═════ DATA SUPPLIED
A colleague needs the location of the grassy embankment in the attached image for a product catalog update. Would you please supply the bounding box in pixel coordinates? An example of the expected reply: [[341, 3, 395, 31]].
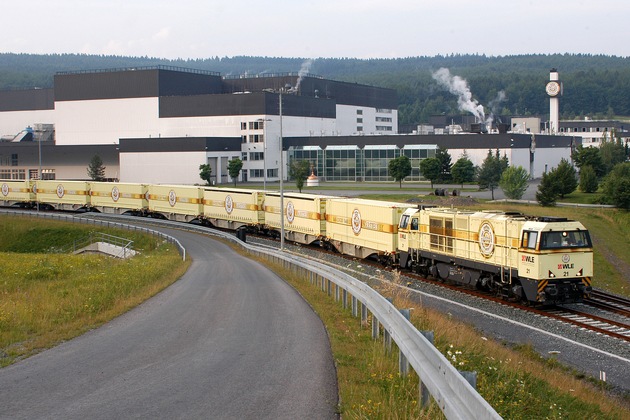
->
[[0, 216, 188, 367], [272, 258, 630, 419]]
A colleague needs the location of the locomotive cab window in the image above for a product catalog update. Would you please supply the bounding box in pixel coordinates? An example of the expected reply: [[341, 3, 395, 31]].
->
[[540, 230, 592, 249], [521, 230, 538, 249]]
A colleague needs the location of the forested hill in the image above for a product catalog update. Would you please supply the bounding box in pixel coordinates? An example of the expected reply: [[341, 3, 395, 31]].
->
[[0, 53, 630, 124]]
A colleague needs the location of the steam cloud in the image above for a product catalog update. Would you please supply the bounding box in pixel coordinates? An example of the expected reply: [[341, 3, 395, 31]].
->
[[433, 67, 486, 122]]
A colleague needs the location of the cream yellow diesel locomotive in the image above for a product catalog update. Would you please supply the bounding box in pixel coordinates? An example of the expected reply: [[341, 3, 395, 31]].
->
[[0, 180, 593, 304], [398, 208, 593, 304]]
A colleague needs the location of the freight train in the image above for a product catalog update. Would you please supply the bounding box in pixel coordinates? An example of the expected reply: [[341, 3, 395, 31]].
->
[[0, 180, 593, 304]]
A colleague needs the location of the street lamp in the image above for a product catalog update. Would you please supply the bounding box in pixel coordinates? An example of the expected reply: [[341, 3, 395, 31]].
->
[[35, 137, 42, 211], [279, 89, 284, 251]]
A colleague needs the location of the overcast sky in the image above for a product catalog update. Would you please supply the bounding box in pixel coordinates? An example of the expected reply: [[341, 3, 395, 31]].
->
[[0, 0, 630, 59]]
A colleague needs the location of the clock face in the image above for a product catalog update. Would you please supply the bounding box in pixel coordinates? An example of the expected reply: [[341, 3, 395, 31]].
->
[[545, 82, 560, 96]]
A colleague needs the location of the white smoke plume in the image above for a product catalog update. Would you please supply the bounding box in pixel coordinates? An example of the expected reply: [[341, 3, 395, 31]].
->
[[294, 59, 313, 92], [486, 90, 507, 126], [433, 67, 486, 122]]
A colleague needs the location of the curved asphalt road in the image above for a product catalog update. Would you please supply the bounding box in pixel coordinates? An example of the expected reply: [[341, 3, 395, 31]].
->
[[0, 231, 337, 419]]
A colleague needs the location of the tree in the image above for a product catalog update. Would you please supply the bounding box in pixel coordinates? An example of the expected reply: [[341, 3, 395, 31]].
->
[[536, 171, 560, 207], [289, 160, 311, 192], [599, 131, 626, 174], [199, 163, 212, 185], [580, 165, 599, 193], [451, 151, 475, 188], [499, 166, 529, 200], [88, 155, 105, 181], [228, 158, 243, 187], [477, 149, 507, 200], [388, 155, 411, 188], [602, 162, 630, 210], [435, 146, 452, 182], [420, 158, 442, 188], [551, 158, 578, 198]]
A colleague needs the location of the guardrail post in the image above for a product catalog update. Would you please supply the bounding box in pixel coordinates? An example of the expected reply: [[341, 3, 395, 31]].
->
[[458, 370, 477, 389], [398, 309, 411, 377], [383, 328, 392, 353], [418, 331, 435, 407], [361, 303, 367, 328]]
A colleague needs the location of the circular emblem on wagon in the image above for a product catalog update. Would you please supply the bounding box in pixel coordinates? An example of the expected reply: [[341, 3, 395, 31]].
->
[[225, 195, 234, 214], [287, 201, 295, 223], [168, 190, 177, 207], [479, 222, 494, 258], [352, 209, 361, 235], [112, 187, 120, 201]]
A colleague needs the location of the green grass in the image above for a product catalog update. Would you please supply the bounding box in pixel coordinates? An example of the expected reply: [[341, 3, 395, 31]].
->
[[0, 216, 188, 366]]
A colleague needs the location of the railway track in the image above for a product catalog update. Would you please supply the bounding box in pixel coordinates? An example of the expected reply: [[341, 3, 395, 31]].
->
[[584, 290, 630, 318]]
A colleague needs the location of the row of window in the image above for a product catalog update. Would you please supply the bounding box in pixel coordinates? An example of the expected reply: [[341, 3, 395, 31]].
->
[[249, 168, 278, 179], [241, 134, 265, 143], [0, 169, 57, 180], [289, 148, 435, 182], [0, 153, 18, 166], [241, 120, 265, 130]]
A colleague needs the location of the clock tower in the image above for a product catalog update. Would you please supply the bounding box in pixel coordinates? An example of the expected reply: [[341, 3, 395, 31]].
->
══════════
• **THE EXERCISE**: Retype the entries from the line with "A colleague needs the location of the railway" up to and including the last line of the entries, keeping every character unchanged.

• **FINAL ANSWER**:
A colleague needs the location of the railway track in the image above for a product catalog update. Would you please supply the bounding box in pixel coordinates? An example of the expected reply: [[341, 3, 395, 31]].
->
[[584, 290, 630, 318]]
A colleague needs the location of the row of window in the image above for a product catalog update. Would you please supply the bounding box in pixel coordinates? An example of the expected reply: [[341, 3, 395, 31]].
->
[[249, 168, 278, 179], [241, 134, 265, 143], [0, 169, 57, 180], [289, 148, 435, 182], [0, 153, 18, 166], [241, 120, 265, 130]]
A colleague needs the location of the clock tower in the image above for a product catalog update. Would you please supply the bounding box in pixel coordinates? An example of the expected reply: [[341, 3, 395, 31]].
->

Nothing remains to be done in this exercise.